Records

========

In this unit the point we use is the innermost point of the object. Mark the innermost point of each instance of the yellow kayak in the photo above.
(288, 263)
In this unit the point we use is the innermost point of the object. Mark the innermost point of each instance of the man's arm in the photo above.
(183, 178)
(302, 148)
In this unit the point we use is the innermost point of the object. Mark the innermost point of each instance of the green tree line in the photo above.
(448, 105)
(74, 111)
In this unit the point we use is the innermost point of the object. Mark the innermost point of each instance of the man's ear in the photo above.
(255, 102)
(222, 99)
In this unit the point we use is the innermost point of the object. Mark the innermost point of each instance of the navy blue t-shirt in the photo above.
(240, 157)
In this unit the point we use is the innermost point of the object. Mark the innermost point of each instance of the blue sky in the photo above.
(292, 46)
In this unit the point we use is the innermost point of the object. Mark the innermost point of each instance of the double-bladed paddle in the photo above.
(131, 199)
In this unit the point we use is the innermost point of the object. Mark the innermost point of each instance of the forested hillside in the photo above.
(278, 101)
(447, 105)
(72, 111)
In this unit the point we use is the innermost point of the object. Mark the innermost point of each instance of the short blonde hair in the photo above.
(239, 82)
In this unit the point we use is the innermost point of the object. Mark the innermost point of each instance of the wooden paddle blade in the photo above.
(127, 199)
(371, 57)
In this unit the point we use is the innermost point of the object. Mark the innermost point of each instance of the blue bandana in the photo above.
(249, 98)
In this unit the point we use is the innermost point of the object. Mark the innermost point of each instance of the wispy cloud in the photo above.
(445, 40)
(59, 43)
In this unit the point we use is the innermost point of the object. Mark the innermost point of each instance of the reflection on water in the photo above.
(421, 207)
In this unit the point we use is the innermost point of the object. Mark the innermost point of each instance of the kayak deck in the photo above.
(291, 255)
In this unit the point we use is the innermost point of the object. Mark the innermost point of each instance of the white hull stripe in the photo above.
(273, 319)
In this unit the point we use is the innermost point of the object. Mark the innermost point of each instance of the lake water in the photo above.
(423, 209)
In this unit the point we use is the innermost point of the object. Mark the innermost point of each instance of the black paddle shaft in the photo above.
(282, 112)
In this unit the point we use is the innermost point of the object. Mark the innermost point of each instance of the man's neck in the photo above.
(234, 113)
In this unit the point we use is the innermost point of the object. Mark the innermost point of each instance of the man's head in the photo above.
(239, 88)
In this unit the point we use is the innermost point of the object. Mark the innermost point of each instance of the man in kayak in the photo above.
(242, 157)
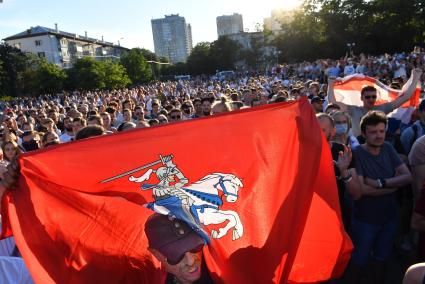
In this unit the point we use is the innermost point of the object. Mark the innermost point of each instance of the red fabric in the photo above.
(71, 228)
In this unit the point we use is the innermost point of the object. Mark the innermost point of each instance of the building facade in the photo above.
(278, 18)
(63, 48)
(230, 24)
(172, 38)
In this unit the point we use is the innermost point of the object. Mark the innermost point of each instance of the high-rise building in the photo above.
(230, 24)
(172, 38)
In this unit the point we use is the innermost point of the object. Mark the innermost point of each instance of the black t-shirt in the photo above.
(343, 195)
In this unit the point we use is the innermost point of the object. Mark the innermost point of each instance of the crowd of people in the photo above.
(380, 173)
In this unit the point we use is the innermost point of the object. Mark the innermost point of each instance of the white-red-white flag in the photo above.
(347, 90)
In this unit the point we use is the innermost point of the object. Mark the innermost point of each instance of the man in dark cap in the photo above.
(178, 248)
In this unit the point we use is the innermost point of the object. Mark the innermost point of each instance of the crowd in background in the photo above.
(33, 123)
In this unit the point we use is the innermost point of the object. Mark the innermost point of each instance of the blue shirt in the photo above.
(376, 209)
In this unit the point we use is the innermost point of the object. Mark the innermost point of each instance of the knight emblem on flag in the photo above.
(198, 204)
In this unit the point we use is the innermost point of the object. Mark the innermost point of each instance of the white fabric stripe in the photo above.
(7, 246)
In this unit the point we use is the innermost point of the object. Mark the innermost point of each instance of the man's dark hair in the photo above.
(89, 131)
(110, 110)
(211, 100)
(373, 117)
(92, 113)
(367, 89)
(97, 118)
(30, 132)
(323, 115)
(82, 121)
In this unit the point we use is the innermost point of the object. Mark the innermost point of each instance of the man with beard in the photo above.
(179, 249)
(346, 177)
(68, 135)
(369, 97)
(374, 222)
(206, 106)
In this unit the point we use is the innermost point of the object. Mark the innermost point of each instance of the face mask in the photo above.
(30, 145)
(341, 128)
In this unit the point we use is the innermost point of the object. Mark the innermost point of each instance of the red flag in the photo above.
(347, 90)
(261, 181)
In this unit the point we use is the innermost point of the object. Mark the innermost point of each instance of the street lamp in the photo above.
(351, 46)
(276, 53)
(152, 62)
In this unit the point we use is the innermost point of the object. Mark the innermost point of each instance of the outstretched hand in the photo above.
(11, 176)
(344, 159)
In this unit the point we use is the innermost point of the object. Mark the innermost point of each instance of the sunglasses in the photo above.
(370, 97)
(180, 258)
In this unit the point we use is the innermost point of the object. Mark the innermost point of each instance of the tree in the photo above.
(224, 52)
(86, 74)
(48, 78)
(200, 60)
(14, 62)
(137, 68)
(115, 75)
(322, 28)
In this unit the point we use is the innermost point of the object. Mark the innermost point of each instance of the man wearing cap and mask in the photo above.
(178, 248)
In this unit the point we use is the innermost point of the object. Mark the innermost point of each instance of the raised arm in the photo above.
(408, 89)
(331, 94)
(349, 175)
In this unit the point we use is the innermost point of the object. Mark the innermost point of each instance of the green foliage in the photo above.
(115, 75)
(322, 28)
(14, 62)
(89, 74)
(138, 69)
(86, 74)
(225, 53)
(48, 78)
(200, 60)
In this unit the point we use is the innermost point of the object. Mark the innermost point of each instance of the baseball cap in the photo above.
(316, 99)
(170, 236)
(422, 105)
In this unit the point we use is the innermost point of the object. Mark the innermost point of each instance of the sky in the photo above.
(129, 21)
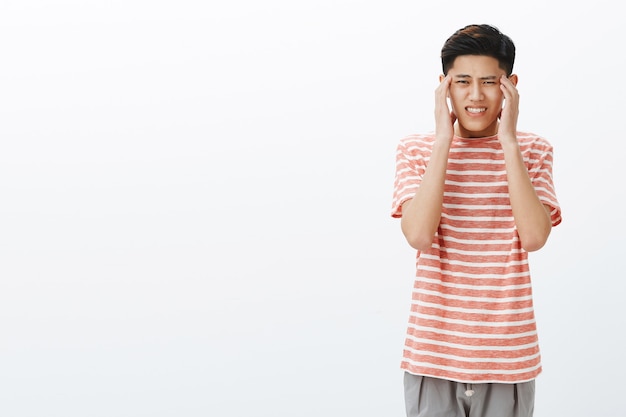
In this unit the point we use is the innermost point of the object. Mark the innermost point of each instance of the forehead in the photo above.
(476, 65)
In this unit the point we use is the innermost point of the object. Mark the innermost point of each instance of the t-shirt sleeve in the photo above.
(408, 175)
(541, 176)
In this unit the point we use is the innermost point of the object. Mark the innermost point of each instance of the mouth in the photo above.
(476, 110)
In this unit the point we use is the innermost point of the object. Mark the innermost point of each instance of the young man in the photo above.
(474, 198)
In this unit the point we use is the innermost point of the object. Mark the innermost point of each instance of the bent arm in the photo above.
(421, 214)
(532, 217)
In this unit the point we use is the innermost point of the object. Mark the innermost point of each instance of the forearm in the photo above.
(421, 215)
(532, 218)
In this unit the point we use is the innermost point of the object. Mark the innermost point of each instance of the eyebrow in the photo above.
(488, 77)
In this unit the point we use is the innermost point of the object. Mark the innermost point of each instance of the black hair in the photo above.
(479, 40)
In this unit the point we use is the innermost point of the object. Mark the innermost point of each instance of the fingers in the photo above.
(508, 88)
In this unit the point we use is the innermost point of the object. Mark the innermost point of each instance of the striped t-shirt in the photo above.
(472, 317)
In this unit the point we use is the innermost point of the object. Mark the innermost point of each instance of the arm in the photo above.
(532, 218)
(422, 213)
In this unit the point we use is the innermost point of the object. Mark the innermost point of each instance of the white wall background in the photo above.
(194, 202)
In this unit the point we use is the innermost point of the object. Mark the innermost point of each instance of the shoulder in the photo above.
(533, 140)
(417, 141)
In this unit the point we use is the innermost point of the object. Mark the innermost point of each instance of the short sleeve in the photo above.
(409, 170)
(540, 171)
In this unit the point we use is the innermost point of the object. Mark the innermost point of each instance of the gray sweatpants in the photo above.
(434, 397)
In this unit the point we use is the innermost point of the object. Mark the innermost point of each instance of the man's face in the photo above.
(475, 94)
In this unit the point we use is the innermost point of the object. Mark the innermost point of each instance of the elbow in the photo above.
(421, 242)
(535, 242)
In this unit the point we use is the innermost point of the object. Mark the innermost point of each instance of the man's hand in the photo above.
(444, 117)
(507, 130)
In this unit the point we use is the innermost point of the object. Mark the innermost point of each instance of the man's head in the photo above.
(475, 58)
(479, 40)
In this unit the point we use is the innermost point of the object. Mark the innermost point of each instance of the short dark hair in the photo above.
(479, 40)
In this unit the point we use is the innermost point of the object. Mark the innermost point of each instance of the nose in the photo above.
(476, 92)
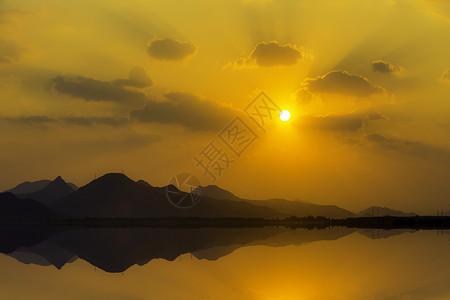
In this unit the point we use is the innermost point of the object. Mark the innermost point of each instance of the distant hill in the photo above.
(215, 192)
(376, 211)
(56, 189)
(29, 187)
(12, 207)
(285, 207)
(116, 195)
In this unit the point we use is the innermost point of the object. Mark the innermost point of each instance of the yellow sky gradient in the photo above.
(361, 133)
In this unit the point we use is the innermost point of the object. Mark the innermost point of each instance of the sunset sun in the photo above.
(285, 115)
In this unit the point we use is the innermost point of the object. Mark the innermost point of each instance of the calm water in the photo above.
(248, 263)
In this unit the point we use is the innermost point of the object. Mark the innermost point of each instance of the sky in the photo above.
(153, 88)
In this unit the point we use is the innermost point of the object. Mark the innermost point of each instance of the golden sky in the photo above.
(143, 86)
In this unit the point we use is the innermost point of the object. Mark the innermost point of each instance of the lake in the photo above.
(224, 263)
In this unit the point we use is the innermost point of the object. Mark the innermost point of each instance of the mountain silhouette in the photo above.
(376, 211)
(56, 189)
(286, 207)
(116, 195)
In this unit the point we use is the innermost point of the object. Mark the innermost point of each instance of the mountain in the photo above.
(116, 195)
(376, 211)
(12, 207)
(56, 189)
(286, 207)
(215, 192)
(28, 187)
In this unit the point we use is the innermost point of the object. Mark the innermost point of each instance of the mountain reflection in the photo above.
(116, 249)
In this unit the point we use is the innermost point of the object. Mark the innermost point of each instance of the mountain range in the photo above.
(116, 195)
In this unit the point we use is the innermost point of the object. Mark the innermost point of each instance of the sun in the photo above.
(285, 115)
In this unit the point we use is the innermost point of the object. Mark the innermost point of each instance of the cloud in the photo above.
(270, 54)
(31, 120)
(72, 120)
(186, 110)
(168, 49)
(97, 90)
(137, 77)
(9, 51)
(91, 121)
(385, 67)
(333, 122)
(414, 148)
(446, 75)
(341, 83)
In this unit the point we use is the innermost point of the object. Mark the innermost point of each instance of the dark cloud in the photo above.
(186, 110)
(97, 90)
(9, 51)
(385, 67)
(414, 148)
(31, 120)
(73, 120)
(333, 122)
(168, 49)
(342, 83)
(90, 121)
(138, 77)
(270, 54)
(446, 75)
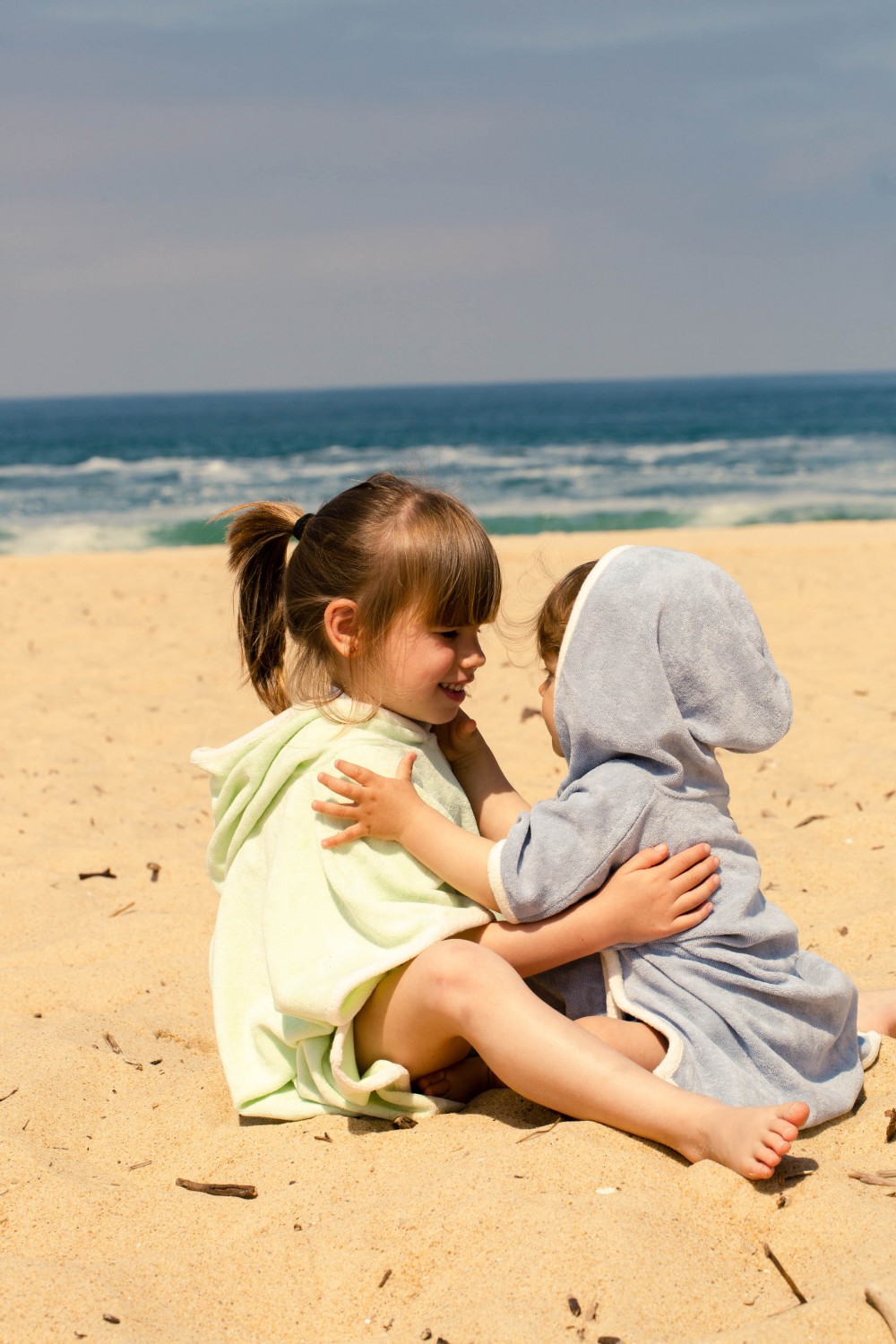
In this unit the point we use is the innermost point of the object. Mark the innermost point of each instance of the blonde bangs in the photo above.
(447, 567)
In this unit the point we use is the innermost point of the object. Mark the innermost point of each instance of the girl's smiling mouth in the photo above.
(455, 691)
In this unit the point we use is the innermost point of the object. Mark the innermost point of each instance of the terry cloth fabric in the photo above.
(304, 935)
(662, 663)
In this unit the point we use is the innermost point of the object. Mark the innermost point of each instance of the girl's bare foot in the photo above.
(748, 1140)
(458, 1082)
(877, 1011)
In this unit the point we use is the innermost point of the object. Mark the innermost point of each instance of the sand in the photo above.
(482, 1226)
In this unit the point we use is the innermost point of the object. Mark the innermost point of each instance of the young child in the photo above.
(654, 660)
(339, 975)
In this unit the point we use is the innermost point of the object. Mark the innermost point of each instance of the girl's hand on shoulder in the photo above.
(657, 895)
(378, 806)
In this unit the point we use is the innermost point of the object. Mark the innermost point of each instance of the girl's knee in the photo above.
(458, 968)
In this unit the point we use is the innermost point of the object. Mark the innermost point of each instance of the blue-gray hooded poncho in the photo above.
(662, 663)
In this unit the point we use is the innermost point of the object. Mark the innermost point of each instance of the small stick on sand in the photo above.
(883, 1303)
(782, 1271)
(536, 1133)
(871, 1179)
(211, 1188)
(113, 1045)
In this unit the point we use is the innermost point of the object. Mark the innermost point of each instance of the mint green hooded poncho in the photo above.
(304, 935)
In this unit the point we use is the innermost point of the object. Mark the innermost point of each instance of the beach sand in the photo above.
(481, 1226)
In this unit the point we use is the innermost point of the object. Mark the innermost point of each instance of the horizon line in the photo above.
(452, 384)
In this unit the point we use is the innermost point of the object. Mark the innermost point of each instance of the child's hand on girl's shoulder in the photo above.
(656, 895)
(379, 806)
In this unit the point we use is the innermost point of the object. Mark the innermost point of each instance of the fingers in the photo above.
(696, 875)
(696, 895)
(680, 863)
(343, 787)
(357, 832)
(333, 809)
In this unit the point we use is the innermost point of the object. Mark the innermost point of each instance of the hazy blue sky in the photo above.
(234, 194)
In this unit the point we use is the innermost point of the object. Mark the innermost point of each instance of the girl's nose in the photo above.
(473, 655)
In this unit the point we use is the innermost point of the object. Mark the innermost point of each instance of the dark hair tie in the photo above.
(301, 523)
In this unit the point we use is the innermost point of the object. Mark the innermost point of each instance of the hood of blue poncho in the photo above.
(664, 660)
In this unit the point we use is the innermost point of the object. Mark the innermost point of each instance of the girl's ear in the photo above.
(340, 623)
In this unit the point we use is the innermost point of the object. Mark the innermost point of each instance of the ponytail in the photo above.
(257, 542)
(387, 545)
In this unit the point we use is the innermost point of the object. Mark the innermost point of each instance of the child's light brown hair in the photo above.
(556, 609)
(387, 543)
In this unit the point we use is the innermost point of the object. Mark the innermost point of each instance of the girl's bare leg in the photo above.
(633, 1039)
(471, 1075)
(455, 995)
(877, 1011)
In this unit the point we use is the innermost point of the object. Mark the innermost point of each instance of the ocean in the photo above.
(131, 472)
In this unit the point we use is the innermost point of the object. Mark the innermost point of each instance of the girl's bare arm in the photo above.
(495, 801)
(648, 898)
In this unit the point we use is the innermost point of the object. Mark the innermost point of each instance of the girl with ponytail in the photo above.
(343, 975)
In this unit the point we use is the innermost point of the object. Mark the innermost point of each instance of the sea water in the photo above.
(131, 472)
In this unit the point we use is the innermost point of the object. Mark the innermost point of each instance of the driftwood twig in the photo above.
(211, 1188)
(872, 1179)
(883, 1303)
(536, 1133)
(783, 1271)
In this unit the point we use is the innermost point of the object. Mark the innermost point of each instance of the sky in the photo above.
(281, 194)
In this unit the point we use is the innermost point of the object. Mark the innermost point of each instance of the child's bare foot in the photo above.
(750, 1140)
(458, 1082)
(877, 1011)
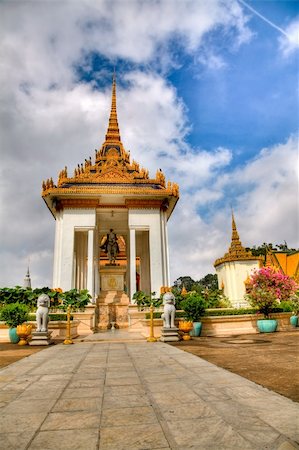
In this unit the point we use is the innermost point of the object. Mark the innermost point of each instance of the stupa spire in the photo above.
(112, 134)
(236, 246)
(27, 279)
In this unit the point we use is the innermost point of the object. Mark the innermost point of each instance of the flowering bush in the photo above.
(295, 302)
(268, 287)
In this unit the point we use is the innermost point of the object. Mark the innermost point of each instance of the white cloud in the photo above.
(289, 42)
(265, 206)
(49, 120)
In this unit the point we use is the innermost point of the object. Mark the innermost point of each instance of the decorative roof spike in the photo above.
(27, 280)
(112, 134)
(236, 246)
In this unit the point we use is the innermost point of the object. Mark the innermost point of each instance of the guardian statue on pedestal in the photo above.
(42, 313)
(169, 310)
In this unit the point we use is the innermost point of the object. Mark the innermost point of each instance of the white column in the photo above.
(167, 272)
(90, 263)
(132, 263)
(96, 258)
(56, 251)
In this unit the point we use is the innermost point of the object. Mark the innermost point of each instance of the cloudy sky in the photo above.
(207, 90)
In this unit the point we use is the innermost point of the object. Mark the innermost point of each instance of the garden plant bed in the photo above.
(271, 360)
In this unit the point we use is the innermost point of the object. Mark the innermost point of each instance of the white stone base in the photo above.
(169, 334)
(41, 338)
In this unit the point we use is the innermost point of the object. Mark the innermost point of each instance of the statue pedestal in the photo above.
(113, 301)
(41, 338)
(169, 334)
(112, 277)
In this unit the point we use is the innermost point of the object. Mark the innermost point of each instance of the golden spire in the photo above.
(236, 250)
(112, 135)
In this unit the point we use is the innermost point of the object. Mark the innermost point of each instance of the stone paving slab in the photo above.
(137, 396)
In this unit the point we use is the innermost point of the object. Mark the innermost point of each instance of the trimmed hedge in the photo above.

========

§ EXERCISE PROMPT: Could you quote, exactly as they appear, the line containing "golden spire in the photo above." and every line after it to the end of the records above?

§ REPLY:
In this unit the point we use is the innermost point of the object. Mark the innermost point of each instance of the golden spire in the photo above.
(236, 250)
(112, 135)
In this unit the point we use is the innermost point of the object. Mark the innermost point of each instance of the stone paving slab in the photo above.
(137, 396)
In this unit the point we use is the innermost point of the object. Mark the innermost point of each instance of the trimmed hedge in the photo above.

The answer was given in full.